Why is the Maximum Segment Lifetime a global parameter? Surely the 
maximum possible lifetime of a particular TCP segment depends on the 
actual connection. At the very least, it would be useful to be able to 
set it on a per-interface basis. E.g., in the case of the loopback 
interface, it would be useful to be able to set it to a very small duration.

As I note in this draft 
http://www.ietf.org/internet-drafts/draft-chu-ldap-ldapi-00.txt
when doing a connection soak test of OpenLDAP using clients connected 
through localhost, the entire port range is exhausted in well under a 
second, at which point the test stalls until a port comes out of 
TIME_WAIT state so the next connection can be opened.

[Problem] Write out, word for word, everything in the passage on TCP segment lifetime from "As I note in" down to "can be opened.". Work only from the passage on TCP segment lifetime.

[Information given]
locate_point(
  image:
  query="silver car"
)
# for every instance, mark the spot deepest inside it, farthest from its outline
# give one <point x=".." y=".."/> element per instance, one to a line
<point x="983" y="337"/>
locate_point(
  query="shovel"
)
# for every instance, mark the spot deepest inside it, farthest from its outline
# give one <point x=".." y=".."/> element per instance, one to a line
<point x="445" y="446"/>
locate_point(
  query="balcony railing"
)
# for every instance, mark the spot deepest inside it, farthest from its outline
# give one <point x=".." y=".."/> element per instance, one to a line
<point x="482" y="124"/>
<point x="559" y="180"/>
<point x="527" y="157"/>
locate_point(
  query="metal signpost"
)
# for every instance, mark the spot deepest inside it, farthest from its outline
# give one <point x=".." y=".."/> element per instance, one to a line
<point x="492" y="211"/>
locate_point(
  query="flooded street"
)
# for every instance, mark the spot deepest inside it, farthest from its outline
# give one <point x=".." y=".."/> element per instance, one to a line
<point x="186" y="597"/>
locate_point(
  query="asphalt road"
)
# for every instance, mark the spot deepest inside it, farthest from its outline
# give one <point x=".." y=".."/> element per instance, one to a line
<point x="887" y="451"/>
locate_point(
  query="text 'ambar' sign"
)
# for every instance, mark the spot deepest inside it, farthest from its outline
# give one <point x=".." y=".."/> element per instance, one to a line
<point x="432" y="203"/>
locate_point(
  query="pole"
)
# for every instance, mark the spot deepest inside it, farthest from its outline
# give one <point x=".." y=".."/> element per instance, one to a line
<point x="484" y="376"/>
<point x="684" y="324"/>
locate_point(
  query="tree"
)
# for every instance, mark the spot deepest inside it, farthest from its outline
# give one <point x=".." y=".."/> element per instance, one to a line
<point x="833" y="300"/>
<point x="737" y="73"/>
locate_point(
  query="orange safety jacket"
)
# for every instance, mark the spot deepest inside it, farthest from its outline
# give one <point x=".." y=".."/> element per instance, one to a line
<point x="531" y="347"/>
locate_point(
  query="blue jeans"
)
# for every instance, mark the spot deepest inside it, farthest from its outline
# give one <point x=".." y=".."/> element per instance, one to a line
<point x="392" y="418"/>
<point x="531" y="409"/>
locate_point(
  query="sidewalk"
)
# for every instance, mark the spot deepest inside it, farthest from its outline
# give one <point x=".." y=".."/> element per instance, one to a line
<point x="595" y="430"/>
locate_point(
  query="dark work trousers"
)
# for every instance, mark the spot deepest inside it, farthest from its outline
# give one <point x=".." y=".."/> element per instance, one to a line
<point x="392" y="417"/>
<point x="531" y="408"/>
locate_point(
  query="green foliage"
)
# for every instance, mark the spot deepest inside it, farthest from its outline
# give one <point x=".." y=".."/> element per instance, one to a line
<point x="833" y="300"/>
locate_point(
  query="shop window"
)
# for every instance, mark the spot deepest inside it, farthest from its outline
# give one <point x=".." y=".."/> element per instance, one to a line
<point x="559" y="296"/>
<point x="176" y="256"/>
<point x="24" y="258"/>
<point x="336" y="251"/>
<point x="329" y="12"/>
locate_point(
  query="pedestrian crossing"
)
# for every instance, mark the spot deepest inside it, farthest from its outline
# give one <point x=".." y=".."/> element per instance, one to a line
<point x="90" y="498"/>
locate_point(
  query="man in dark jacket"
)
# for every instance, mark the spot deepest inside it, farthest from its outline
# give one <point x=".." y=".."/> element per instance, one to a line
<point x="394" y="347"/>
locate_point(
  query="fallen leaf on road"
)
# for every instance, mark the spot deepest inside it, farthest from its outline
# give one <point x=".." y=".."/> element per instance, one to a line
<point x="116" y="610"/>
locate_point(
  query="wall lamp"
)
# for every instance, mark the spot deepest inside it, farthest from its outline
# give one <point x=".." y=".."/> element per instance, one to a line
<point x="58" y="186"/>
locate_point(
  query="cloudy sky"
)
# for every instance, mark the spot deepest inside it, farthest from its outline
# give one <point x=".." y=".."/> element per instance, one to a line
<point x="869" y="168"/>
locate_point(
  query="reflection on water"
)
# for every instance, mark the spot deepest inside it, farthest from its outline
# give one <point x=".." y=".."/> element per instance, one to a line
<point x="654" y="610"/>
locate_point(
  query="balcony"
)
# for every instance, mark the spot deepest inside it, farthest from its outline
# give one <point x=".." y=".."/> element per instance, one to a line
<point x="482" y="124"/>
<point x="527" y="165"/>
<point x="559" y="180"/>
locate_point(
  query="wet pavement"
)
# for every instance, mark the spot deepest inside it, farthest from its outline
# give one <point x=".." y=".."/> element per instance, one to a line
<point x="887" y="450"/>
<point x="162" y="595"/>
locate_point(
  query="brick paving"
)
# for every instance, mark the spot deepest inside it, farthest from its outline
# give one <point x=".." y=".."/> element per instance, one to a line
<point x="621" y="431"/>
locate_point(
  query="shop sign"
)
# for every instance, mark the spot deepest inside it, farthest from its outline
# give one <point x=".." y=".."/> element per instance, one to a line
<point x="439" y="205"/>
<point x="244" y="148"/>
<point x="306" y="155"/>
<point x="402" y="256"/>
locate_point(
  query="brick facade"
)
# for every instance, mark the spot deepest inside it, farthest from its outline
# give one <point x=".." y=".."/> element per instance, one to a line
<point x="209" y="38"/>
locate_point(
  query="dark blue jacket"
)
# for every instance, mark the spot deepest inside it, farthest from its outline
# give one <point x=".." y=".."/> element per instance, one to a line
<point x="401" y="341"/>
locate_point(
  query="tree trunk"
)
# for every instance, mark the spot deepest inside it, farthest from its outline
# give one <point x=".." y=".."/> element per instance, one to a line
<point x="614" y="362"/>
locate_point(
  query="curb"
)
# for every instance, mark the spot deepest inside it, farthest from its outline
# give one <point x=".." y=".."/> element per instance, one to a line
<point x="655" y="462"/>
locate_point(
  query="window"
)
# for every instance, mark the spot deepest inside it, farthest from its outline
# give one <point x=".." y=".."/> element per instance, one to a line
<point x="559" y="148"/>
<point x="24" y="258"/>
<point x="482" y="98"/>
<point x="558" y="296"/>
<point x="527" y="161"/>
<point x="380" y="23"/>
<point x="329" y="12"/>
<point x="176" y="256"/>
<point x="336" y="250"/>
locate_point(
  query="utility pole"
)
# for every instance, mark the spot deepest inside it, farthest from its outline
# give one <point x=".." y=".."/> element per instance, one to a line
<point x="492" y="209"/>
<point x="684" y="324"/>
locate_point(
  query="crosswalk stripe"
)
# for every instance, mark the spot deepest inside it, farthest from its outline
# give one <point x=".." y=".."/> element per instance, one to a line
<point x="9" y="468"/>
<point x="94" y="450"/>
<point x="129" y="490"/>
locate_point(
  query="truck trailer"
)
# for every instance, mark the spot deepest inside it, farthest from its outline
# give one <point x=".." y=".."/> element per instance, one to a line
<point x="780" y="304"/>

[Worked answer]
As I note in this draft 
http://www.ietf.org/internet-drafts/draft-chu-ldap-ldapi-00.txt
when doing a connection soak test of OpenLDAP using clients connected 
through localhost, the entire port range is exhausted in well under a 
second, at which point the test stalls until a port comes out of 
TIME_WAIT state so the next connection can be opened.